### Given request
Filter the records below and copy out each line that contains the word "pole".

Collected data entries
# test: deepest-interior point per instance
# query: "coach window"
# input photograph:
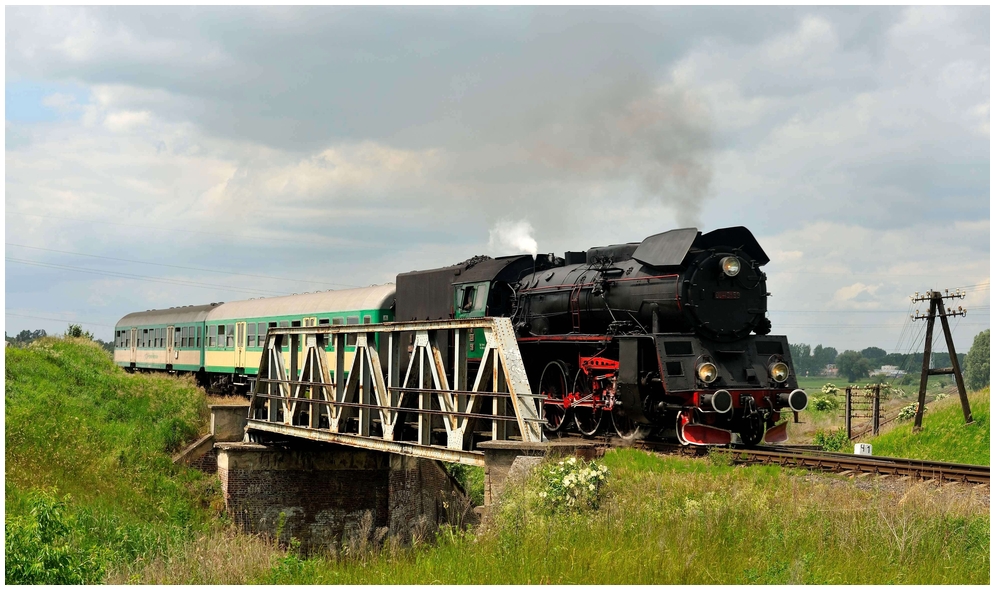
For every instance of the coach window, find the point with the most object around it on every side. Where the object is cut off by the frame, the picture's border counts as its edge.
(350, 339)
(335, 322)
(285, 324)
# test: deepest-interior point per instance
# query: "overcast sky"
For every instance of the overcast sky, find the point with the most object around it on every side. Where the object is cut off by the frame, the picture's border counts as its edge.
(172, 156)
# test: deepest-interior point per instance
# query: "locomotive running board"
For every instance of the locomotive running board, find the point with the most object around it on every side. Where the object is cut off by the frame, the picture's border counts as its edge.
(700, 434)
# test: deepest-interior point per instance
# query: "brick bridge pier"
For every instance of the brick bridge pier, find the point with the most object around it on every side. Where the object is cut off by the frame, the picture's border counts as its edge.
(325, 494)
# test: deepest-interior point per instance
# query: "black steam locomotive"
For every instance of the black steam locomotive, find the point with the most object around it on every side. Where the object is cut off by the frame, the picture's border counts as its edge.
(666, 336)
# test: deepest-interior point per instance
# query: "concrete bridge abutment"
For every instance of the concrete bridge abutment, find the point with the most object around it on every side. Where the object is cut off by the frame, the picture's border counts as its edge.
(327, 495)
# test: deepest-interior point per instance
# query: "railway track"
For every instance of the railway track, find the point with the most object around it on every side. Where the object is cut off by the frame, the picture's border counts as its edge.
(855, 465)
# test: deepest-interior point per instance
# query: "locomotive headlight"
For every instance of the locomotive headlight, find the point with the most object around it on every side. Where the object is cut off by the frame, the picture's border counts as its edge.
(779, 372)
(730, 265)
(708, 372)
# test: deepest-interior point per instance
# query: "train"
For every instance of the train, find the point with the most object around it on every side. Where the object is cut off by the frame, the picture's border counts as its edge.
(667, 337)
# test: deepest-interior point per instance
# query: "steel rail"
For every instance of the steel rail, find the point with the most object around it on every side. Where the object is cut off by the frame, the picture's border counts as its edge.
(861, 464)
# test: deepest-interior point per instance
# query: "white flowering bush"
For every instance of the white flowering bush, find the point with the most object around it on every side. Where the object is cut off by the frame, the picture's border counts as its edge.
(573, 483)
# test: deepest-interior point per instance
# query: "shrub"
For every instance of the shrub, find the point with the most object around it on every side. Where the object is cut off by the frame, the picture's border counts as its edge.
(832, 440)
(44, 547)
(571, 484)
(909, 411)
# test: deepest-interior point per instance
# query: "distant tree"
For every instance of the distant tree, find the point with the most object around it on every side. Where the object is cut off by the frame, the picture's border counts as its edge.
(852, 366)
(873, 352)
(822, 357)
(875, 356)
(77, 331)
(801, 356)
(26, 337)
(977, 364)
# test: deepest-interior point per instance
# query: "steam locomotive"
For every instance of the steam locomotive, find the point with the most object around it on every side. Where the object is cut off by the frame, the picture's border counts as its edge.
(667, 336)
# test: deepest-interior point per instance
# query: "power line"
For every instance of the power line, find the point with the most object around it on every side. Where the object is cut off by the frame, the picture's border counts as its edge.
(181, 267)
(143, 277)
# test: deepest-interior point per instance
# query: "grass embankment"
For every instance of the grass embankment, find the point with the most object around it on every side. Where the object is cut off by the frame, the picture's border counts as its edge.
(90, 487)
(944, 436)
(92, 495)
(680, 521)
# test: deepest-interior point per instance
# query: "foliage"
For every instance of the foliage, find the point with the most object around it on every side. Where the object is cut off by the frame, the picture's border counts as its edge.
(663, 518)
(809, 362)
(77, 331)
(825, 403)
(909, 412)
(873, 353)
(77, 423)
(41, 547)
(571, 484)
(852, 366)
(944, 436)
(25, 337)
(977, 364)
(832, 440)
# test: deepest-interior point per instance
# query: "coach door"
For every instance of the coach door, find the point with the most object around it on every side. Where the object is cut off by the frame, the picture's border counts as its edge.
(240, 345)
(169, 346)
(134, 345)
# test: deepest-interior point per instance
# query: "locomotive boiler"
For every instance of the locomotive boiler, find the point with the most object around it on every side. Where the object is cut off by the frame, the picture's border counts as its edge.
(667, 334)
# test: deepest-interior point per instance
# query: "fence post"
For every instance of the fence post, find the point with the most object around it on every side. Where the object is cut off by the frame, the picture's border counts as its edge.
(847, 419)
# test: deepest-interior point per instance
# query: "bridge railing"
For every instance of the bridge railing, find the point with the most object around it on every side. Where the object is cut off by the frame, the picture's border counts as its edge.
(400, 392)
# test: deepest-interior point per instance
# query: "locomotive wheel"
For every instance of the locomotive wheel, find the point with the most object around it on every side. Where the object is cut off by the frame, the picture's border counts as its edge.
(683, 418)
(553, 385)
(628, 429)
(587, 418)
(752, 432)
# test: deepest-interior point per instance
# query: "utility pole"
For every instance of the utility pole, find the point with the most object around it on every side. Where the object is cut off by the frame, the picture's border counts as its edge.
(936, 309)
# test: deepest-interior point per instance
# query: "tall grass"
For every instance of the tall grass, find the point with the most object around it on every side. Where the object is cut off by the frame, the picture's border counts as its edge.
(680, 521)
(944, 435)
(89, 480)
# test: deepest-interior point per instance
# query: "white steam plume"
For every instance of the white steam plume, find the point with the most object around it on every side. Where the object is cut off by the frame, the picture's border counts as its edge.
(507, 237)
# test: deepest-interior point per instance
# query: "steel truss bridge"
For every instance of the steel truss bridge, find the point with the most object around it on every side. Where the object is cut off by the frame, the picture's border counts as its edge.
(402, 394)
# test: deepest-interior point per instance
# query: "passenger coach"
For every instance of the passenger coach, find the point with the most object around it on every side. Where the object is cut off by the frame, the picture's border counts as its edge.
(223, 343)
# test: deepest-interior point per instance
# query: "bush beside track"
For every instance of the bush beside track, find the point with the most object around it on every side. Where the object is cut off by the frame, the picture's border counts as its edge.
(93, 496)
(89, 479)
(944, 436)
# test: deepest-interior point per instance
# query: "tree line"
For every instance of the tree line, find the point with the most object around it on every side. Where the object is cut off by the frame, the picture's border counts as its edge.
(855, 365)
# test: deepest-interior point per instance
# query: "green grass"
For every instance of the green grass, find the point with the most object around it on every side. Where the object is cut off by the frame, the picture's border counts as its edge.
(944, 436)
(89, 481)
(686, 521)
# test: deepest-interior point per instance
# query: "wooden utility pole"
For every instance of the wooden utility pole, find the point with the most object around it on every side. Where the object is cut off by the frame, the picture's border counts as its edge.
(936, 309)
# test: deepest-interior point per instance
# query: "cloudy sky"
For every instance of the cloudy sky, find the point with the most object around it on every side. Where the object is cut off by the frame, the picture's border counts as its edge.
(172, 156)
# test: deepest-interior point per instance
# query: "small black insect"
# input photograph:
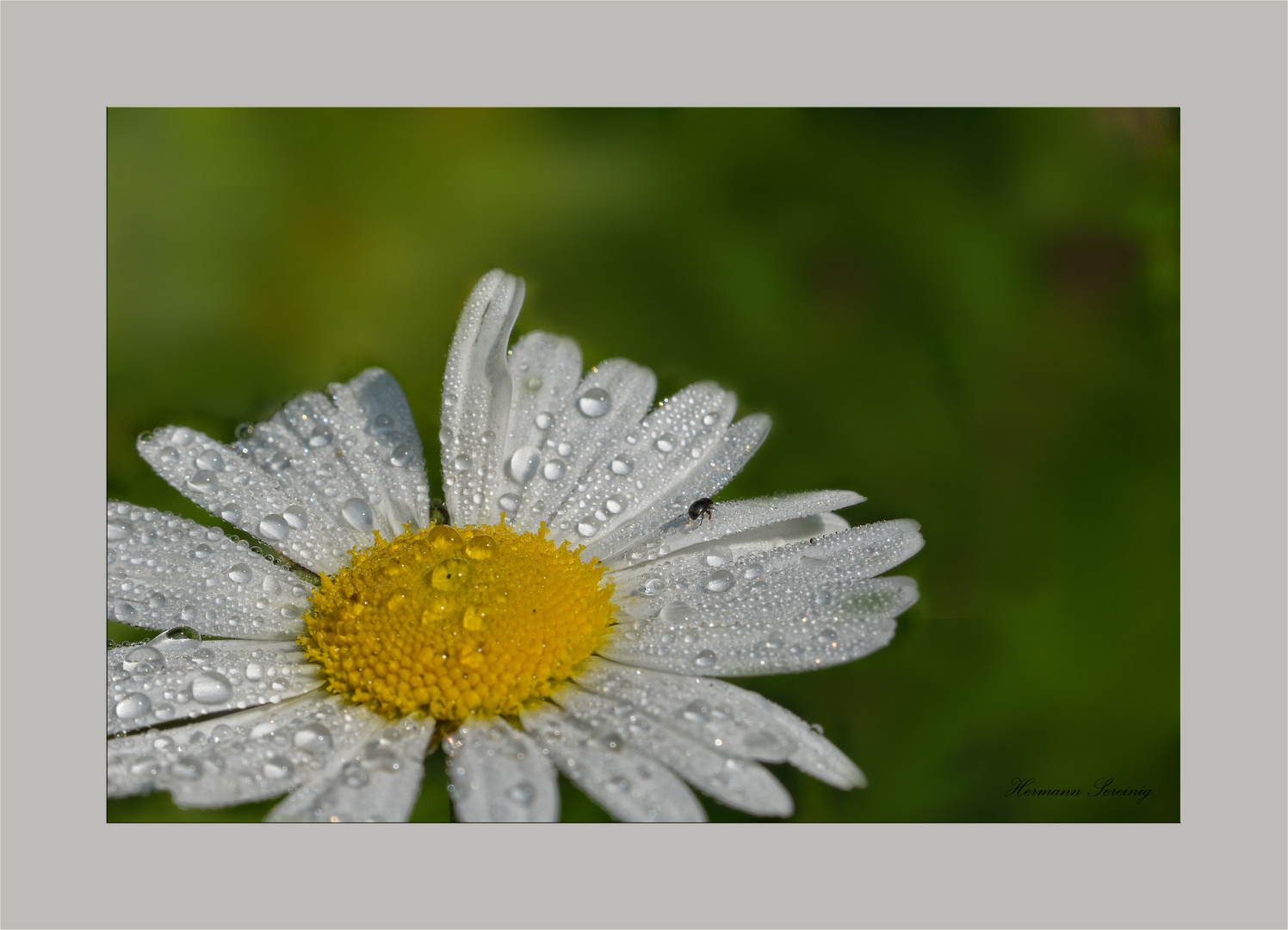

### Exercise result
# query: "utility pole"
For every instance of the utility pole, find the point with the most object around it on every side. Where the object is cut off by the frame, the picture's border counts as its edge.
# query: "wooden utility pole"
For every instance of the wooden utility pole, find the point with the most object around it on every side. Where the object is cut off by the frame, the picture's border counts as its edge.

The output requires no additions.